課題 A: 抜粋本文のうち、「国立新美術館は、世界でも有数」を含む箇所から書き始め、「ロンとなることを願っている。」の後で終える部分を、「アトリウム」を「吹き抜け」に置き換えて書き直してください。

国立新美術館のロゴや建築の特徴を解説!佐藤可士和さん・黒川紀章さん

黒川紀章さんが設計した
国立新美術館の建築の特徴や、
佐藤可士和さんがデザインした
ロゴの特徴をまとめました

グラフィックデザインの知識や技術を活かし、
アーティストとして活動する私の視点から
分かりやすく解説します。

ぜひ最後まで読んでみてくださいね!

国立新美術館 建築

引用:国立新美術館

2007年にオープンした国立新美術館は、
所蔵作品を持たず、
企画展中心の展示を行う美術館です

波打つガラス張りの壁面、
巨大コーンのあるアトリウム。

設計を手掛けたのは、
建築家の黒川紀章さんです

国立新美術館の建築には、建築空間自体を
アートとして楽しめるこだわりや、
遊び心が詰まっており、
International Architecture Awards 2006や、
2008年度グッドデザイン賞など
様々な賞を受賞しています

 

黒川紀章さん メッセージ

国立新美術館は、世界でも有数の企画展示室・公募展示室をあわせ持つ美術館である。10を超える展覧会が同時並行で開催できるよう、作品の搬出入や来館者の動線などあらゆる意味で機能性を重視している。1階ロビーのアトリウムは21.6mの天井高で、透明で大波のようにうねる外壁面が特色である。日射熱・紫外線をカットする省エネ設計でありながら、周囲の森と共生する建築である。いつも人々が訪れ、レストラン、カフェ、ミュージアムショップが、新しい東京の芸術文化のサロンとなることを願っている。

引用:国立新美術館

国立新美術館の開館時に黒川紀章氏は
このようなメッセージを寄せています。

 

国立新美術館 シンボルマーク・ロゴタイプ

引用:KASHIWA SATO

シンボルマーク・ロゴタイプの
デザインを手がけたのは、
クリエイティブディレクターの
佐藤可士和さんです

こちらのロゴは、
日頃から美術に関心がある人にも
そうでない人にも馴染みやすく、
美術館がみんなに開かれた
窓のような存在になることを目指し、
漢字がモチーフになっています

「新」という漢字には、
日本の美術館として新しい試み、
先進的で独創的な活動を展開してゆく
存在だということが凝縮されています

 

国立新美術館 ロゴ注目ポイント①

エレメント、
角に注目してみましょう。

位置アノテーションデータセットの抜粋:
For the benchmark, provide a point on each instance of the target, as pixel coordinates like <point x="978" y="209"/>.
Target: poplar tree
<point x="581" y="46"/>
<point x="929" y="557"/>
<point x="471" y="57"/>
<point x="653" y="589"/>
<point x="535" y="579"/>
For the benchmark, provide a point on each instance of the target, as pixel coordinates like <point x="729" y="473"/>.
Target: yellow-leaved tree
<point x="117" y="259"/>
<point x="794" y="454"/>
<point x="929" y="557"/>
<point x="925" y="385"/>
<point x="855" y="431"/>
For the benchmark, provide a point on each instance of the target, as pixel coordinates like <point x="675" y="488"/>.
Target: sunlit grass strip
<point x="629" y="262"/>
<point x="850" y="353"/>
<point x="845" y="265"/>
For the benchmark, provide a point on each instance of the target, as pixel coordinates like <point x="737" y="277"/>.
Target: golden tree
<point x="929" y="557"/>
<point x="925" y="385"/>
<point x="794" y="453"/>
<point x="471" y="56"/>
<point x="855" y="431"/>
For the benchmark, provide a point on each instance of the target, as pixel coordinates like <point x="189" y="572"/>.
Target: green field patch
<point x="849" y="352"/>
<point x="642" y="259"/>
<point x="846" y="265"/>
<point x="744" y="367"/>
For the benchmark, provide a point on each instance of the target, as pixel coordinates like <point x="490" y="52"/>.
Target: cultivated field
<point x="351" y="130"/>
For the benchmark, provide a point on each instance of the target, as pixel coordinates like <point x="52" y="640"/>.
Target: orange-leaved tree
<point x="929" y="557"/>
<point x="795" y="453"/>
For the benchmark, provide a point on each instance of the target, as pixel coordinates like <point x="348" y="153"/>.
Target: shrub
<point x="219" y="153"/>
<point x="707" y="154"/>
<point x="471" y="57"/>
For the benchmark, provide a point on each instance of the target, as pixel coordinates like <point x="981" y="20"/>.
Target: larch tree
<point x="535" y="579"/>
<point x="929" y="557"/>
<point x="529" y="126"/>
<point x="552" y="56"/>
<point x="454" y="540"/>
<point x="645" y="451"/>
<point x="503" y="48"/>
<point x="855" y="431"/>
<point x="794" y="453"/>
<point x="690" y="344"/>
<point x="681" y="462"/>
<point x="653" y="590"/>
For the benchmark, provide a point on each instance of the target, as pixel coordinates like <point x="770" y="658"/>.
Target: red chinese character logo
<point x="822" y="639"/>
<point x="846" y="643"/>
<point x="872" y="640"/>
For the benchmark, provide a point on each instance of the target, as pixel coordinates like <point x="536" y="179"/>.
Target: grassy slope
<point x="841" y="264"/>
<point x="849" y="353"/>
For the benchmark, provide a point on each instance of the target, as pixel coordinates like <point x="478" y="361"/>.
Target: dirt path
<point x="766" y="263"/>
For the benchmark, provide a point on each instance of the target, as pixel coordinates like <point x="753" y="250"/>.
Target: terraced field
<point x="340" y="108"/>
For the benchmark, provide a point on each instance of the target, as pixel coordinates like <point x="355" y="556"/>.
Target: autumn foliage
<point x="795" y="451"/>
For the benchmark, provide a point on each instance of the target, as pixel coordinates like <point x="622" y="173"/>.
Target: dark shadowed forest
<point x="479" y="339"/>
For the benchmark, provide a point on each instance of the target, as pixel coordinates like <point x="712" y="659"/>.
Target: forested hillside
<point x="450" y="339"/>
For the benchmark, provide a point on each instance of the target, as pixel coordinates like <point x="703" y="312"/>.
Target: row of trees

課題 B: 「leaved」という文字列を含むレコードの行を、すべて選び出してください。

最終解答 A:
国立新美術館は、世界でも有数の企画展示室・公募展示室をあわせ持つ美術館である。10を超える展覧会が同時並行で開催できるよう、作品の搬出入や来館者の動線などあらゆる意味で機能性を重視している。1階ロビーの吹き抜けは21.6mの天井高で、透明で大波のようにうねる外壁面が特色である。日射熱・紫外線をカットする省エネ設計でありながら、周囲の森と共生する建築である。いつも人々が訪れ、レストラン、カフェ、ミュージアムショップが、新しい東京の芸術文化のサロンとなることを願っている。

最終解答 B:
Target: yellow-leaved tree
Target: orange-leaved tree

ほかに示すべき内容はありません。